Document excerpt -
++++++++++
The tournament kicked off with a match between The Inner City Machine Guns (Rich Swann and Ricochet) and The Young Bucks (Matt Jackson and Nick Jackson). Matt blocked a standing 450° splash by Swann with his knees and pinned him with a cradle for the win.

Next, Super Smash Brothers (Player Uno and Stupefied) defended the PWG World Tag Team Championship against Unbreakable F'N Machines (Brian Cage and Michael Elgin). Uno suffered a separated shoulder during the match which came into play when Super Smash Brothers tried to deliver a Fatality (Gory Bomb by Uno and diving somersault cutter by Stupefied combination) to Elgin, allowing Elgin to deliver an Elgin Bomb to Stupefied for the win. As a result, Unbreakable F'N Machines won the World Tag Team Championship.

Next, Dojo Bros (Eddie Edwards and Roderick Strong) took on Future Shock (Adam Cole and Kyle O'Reilly). Edwards and O'Reilly were knocked out of the ring after Edwards delivered a superplex to O'Reilly, allowing Cole to hit Strong with the PWG World Championship title belt and pin him for the win.

Next, El Generico and Kevin Steen took on The Briscoe Brothers (Jay Briscoe and Mark Briscoe). Generico and Steen had a miscommunication after Generico was about to accidentally hit a Yakuza Kick, which led to both of them shoving each other out and Steen getting knocked out of the ring. Briscoe Brothers capitalized and tried to hit an electric chair and springboard lariat combination on Generico but Generico countered by pinning Jay with a victory roll.
++++++++++
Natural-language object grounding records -
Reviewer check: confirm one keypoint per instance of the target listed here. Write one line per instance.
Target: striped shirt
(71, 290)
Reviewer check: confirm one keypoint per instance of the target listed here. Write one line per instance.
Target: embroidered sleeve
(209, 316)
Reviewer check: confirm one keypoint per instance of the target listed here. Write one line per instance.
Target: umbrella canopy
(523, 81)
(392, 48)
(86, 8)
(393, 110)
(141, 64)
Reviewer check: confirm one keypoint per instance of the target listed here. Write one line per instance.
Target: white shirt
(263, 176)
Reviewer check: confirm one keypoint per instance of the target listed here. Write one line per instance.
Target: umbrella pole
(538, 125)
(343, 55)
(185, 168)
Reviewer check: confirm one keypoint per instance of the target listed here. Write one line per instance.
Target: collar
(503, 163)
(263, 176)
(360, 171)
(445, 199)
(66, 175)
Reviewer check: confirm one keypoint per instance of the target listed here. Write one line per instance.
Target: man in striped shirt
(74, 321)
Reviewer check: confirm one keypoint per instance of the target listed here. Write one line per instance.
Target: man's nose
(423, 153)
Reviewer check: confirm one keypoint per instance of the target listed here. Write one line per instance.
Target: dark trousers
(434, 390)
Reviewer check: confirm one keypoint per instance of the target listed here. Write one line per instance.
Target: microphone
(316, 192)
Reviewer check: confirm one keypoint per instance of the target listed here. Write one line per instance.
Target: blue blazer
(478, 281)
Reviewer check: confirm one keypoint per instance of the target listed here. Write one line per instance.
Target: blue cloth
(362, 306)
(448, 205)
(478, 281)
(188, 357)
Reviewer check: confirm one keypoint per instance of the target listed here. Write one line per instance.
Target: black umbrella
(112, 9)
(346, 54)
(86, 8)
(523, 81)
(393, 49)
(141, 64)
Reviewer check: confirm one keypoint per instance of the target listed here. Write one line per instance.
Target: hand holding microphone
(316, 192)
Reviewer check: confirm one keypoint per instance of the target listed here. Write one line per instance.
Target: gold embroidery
++++++++++
Questions -
1 - In the tournament recap, how did Adam Cole get the chance to hit Roderick Strong with the title belt? Answer in one to three sentences.
2 - List every tag team that the tournament recap refers to by a team name.
3 - Continue the tournament recap from where it stops.
The records aren't needed for any of these tasks.

Exercise responses -
1 - Edwards delivered a superplex to O'Reilly, and both were knocked out of the ring. With them gone, Cole could hit Strong with the PWG World Championship title belt and pin him for the win.

2 -
The Inner City Machine Guns
The Young Bucks
Super Smash Brothers
Unbreakable F'N Machines
Dojo Bros
Future Shock
The Briscoe Brothers

3 -
===Semifinals===
The semifinal of DDT4 began with Unbreakable F'N Machines defending the World Tag Team Championship against The Young Bucks. Michael Elgin tried to deliver an Elgin Bomb to Matt Jackson, but Nick Jackson rolled him up, allowing Matt to lay on top of Elgin and pin him for the win. As a result, Young Bucks won the World Tag Team Championship.

In the next semifinal, El Generico and Kevin Steen took on Future Shock. After knocking out Kyle O'Reilly with a half and half suplex and a cannonball, Generico and Steen delivered an Assembly Line (Package piledriver by Steen rolled into a spike brainbuster by Generico) to Adam Cole for the win.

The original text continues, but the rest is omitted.